WHAT THE TASK REQUIRES: Rewrite the records below with "The layout is shown by this sample:" replaced by "The format is illustrated by this sample:" wherever it occurs, leaving everything else unchanged.

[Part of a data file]
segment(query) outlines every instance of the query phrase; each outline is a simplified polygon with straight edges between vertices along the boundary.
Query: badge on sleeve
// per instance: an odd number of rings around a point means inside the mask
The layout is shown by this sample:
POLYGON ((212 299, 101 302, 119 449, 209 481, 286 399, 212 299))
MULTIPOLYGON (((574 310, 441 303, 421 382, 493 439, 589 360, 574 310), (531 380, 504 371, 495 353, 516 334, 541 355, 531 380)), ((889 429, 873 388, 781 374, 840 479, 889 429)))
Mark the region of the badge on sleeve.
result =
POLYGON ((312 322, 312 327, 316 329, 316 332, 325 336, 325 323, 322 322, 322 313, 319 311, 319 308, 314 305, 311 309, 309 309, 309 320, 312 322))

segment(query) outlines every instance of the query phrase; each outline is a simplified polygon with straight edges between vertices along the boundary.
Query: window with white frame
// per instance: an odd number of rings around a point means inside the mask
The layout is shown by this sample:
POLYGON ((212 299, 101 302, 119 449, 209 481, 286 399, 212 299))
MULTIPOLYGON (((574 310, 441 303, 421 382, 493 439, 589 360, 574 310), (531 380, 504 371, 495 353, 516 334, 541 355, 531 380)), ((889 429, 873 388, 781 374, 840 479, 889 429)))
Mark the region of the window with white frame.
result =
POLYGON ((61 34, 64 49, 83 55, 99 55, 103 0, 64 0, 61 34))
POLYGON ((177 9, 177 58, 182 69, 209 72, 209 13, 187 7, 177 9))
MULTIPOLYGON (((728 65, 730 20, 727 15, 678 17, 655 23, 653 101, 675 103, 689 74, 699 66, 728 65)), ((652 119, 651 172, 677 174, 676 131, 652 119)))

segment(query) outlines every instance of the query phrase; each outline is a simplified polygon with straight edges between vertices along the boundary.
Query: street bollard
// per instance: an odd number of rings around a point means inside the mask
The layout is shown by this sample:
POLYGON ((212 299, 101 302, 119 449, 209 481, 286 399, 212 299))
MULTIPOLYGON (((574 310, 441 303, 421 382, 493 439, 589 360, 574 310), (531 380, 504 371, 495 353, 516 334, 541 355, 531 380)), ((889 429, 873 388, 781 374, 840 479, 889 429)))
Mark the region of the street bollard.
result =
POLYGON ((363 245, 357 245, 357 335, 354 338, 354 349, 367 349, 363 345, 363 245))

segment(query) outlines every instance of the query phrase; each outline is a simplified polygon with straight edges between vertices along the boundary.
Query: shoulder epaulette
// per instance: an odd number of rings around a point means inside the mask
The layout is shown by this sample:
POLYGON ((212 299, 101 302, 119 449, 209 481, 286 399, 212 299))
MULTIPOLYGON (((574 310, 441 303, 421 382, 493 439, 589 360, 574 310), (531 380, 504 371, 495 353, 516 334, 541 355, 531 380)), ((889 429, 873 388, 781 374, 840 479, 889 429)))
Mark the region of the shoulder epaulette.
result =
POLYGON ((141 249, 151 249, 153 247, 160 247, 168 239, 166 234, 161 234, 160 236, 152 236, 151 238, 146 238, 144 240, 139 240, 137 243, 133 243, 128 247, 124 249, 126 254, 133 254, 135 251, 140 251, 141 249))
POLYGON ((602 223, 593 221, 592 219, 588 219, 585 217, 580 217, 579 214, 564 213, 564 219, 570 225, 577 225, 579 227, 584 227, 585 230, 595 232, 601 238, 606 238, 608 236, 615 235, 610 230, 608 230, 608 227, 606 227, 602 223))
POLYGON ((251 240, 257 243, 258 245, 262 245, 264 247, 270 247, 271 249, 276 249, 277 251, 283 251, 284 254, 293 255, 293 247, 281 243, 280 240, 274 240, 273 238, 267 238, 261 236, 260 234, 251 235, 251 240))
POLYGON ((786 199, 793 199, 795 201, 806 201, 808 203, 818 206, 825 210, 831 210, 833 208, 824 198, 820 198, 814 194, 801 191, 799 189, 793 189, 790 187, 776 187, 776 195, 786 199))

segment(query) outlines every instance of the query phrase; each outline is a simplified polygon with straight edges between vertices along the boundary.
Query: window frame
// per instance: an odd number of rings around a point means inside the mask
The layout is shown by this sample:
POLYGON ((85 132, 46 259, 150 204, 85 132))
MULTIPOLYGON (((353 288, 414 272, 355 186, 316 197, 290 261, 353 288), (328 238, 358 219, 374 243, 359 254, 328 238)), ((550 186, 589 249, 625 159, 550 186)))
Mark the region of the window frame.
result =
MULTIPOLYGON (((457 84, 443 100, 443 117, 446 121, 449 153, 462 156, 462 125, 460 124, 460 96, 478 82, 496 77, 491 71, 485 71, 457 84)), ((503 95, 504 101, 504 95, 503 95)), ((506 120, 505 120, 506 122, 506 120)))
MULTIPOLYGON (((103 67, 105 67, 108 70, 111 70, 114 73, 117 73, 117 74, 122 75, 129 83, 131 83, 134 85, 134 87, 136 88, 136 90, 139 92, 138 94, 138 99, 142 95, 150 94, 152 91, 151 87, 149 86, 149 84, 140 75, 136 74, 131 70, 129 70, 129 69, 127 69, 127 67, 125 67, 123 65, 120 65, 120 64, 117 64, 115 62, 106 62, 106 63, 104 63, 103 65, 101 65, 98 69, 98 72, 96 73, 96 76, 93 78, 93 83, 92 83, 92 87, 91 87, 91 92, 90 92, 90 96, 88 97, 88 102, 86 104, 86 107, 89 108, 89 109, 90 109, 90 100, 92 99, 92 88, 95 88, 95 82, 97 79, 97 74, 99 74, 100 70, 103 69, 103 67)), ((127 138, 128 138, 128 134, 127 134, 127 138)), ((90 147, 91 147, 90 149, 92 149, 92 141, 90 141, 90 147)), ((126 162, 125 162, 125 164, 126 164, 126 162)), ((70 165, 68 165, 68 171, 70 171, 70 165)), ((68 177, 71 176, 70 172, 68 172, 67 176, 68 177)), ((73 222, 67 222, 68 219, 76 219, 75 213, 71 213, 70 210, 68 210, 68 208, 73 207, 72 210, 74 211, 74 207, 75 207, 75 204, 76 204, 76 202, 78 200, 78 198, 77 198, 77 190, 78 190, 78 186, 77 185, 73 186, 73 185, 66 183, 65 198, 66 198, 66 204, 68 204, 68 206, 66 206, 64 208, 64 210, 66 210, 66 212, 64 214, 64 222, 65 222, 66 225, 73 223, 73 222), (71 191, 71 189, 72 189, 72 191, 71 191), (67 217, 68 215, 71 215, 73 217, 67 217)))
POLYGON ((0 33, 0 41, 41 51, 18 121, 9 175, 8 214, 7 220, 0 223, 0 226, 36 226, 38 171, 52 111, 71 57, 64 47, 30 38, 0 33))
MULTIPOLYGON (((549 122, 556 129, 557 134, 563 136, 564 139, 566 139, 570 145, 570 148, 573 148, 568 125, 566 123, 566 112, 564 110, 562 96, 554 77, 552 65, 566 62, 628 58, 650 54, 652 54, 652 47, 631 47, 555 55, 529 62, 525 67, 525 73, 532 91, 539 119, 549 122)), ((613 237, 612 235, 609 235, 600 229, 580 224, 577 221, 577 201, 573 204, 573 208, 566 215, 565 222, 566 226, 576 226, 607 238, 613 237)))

COMPLETE ANSWER:
segment(query) outlines every instance of the query phrase; each outline is a simplified polygon with straight edges between vertices along the boundary.
Query: badge on sleeve
// per instance: an odd number of rings around a point means inside the mask
The format is illustrated by this sample:
POLYGON ((212 299, 101 302, 119 449, 209 481, 286 399, 212 299))
MULTIPOLYGON (((574 310, 441 303, 421 382, 493 439, 589 360, 574 310), (531 380, 504 371, 495 353, 516 334, 541 355, 531 380)), ((889 429, 873 388, 781 374, 840 479, 889 429)))
Mark the region of the badge on sleeve.
result =
POLYGON ((312 322, 312 327, 316 329, 316 332, 325 336, 325 323, 322 322, 322 313, 319 311, 319 308, 314 305, 311 309, 309 309, 309 320, 312 322))

segment(query) outlines every instance of the query phrase; each outline is a simplified polygon with straight edges between vertices along the boundary.
Query: window with white frame
// per instance: an odd number of rings around a point means inside the mask
The format is illustrated by this sample:
POLYGON ((212 299, 101 302, 119 449, 209 481, 286 399, 212 299))
MULTIPOLYGON (((574 310, 441 303, 421 382, 493 439, 589 360, 574 310), (531 380, 504 371, 495 353, 516 334, 541 355, 531 380)), ((889 429, 873 388, 781 374, 840 479, 889 429)))
Mark the region of the window with white frame.
result =
POLYGON ((61 34, 64 49, 83 55, 99 55, 103 0, 64 0, 61 34))
POLYGON ((177 9, 177 58, 182 69, 209 72, 209 13, 187 7, 177 9))
MULTIPOLYGON (((728 65, 730 20, 727 15, 678 17, 655 23, 653 101, 675 103, 689 74, 699 66, 728 65)), ((652 119, 651 172, 677 174, 676 131, 652 119)))

segment(query) outlines every instance of the query phrase; each outline is a simplified polygon with straight edges between vertices along the boundary.
Query: street bollard
// per instance: an odd number of rings around a point means inside the mask
The format is illustrated by this sample:
POLYGON ((212 299, 101 302, 119 449, 209 481, 286 399, 212 299))
MULTIPOLYGON (((574 310, 441 303, 421 382, 493 439, 589 360, 574 310), (531 380, 504 371, 495 353, 516 334, 541 355, 531 380)), ((889 429, 873 388, 781 374, 840 479, 889 429)))
Mark the region of the street bollard.
result =
POLYGON ((363 245, 357 245, 357 335, 354 338, 354 349, 367 349, 363 345, 363 245))

segment(query) outlines every instance of the query phrase; each outline is a simplified polygon with straight edges between vertices along the boundary.
Query: shoulder epaulette
// per instance: an odd number of rings around a point means inside the mask
The format is illustrated by this sample:
POLYGON ((212 299, 101 302, 119 449, 209 481, 286 399, 212 299))
MULTIPOLYGON (((574 310, 441 303, 421 382, 493 439, 589 360, 574 310), (531 380, 504 371, 495 353, 516 334, 541 355, 531 380)), ((889 429, 873 388, 781 374, 840 479, 889 429)))
Mark the region of the shoulder epaulette.
result =
POLYGON ((141 249, 151 249, 153 247, 160 247, 168 239, 166 234, 161 234, 160 236, 152 236, 151 238, 146 238, 144 240, 139 240, 137 243, 133 243, 128 247, 124 249, 126 254, 133 254, 135 251, 140 251, 141 249))
POLYGON ((602 223, 593 221, 592 219, 588 219, 585 217, 580 217, 579 214, 564 213, 564 219, 570 225, 577 225, 579 227, 584 227, 585 230, 595 232, 601 238, 606 238, 608 236, 615 235, 610 230, 608 230, 608 227, 606 227, 602 223))
POLYGON ((251 240, 257 243, 258 245, 262 245, 264 247, 270 247, 271 249, 276 249, 277 251, 283 251, 284 254, 293 255, 293 247, 281 243, 280 240, 274 240, 273 238, 267 238, 261 236, 260 234, 251 235, 251 240))
POLYGON ((786 199, 793 199, 795 201, 806 201, 808 203, 818 206, 825 210, 831 210, 833 208, 824 198, 820 198, 814 194, 801 191, 799 189, 793 189, 790 187, 776 187, 776 195, 786 199))

segment(query) outlines every instance of the query phrase; each outline is a simplified polygon with straight edges between vertices along the boundary.
Query: window frame
// per instance: an odd number of rings around a point means inside the mask
The format is illustrated by this sample:
POLYGON ((85 132, 46 259, 150 204, 85 132))
MULTIPOLYGON (((353 288, 414 272, 355 186, 316 197, 290 261, 353 288), (328 238, 358 219, 374 243, 359 254, 328 238)), ((550 186, 589 249, 625 159, 550 186)))
Mark the region of the window frame.
result =
MULTIPOLYGON (((457 84, 443 100, 443 117, 446 121, 449 153, 462 156, 462 125, 460 124, 460 96, 478 82, 496 77, 491 71, 485 71, 457 84)), ((503 95, 504 101, 504 95, 503 95)), ((506 120, 505 120, 506 122, 506 120)))
MULTIPOLYGON (((103 67, 105 67, 108 70, 111 70, 114 73, 117 73, 117 74, 122 75, 129 83, 131 83, 134 85, 134 87, 136 88, 136 90, 139 92, 138 94, 138 99, 142 95, 150 94, 152 91, 151 87, 149 86, 149 84, 140 75, 136 74, 131 70, 129 70, 129 69, 127 69, 127 67, 125 67, 123 65, 120 65, 120 64, 117 64, 115 62, 106 62, 106 63, 104 63, 103 65, 101 65, 98 69, 98 72, 96 73, 96 76, 93 78, 93 83, 92 83, 92 87, 91 87, 91 92, 90 92, 90 96, 88 97, 88 102, 86 104, 86 107, 89 108, 89 109, 90 109, 90 100, 92 99, 92 88, 95 88, 95 82, 97 79, 97 74, 99 74, 100 70, 103 69, 103 67)), ((127 138, 128 138, 128 134, 127 134, 127 138)), ((90 147, 91 147, 90 149, 92 149, 92 141, 90 141, 90 147)), ((126 162, 125 162, 125 164, 126 164, 126 162)), ((70 165, 68 165, 68 171, 70 171, 70 165)), ((68 177, 71 176, 70 172, 68 172, 67 176, 68 177)), ((73 222, 67 222, 68 219, 76 219, 75 213, 71 213, 70 210, 68 210, 68 208, 73 207, 72 210, 74 211, 74 207, 75 207, 75 204, 76 204, 76 202, 78 200, 78 198, 77 198, 77 190, 78 190, 78 186, 77 185, 73 186, 73 185, 66 183, 65 198, 66 198, 66 204, 68 204, 68 206, 66 206, 64 208, 64 210, 66 210, 66 212, 64 214, 64 222, 65 222, 66 225, 73 223, 73 222), (71 191, 71 189, 72 189, 72 191, 71 191), (67 217, 68 215, 71 215, 73 217, 67 217)))
POLYGON ((0 33, 0 41, 41 51, 18 121, 9 175, 8 214, 7 220, 0 223, 0 226, 36 226, 38 171, 52 111, 71 57, 64 47, 30 38, 0 33))
MULTIPOLYGON (((549 122, 556 129, 557 134, 563 136, 564 139, 566 139, 570 145, 570 148, 573 148, 568 125, 566 123, 566 112, 564 110, 562 96, 554 77, 552 65, 566 62, 628 58, 650 54, 652 54, 652 47, 631 47, 555 55, 529 62, 525 67, 525 73, 532 91, 539 119, 549 122)), ((613 237, 612 235, 609 235, 600 229, 580 224, 577 221, 577 201, 573 204, 573 208, 566 215, 565 222, 566 226, 576 226, 607 238, 613 237)))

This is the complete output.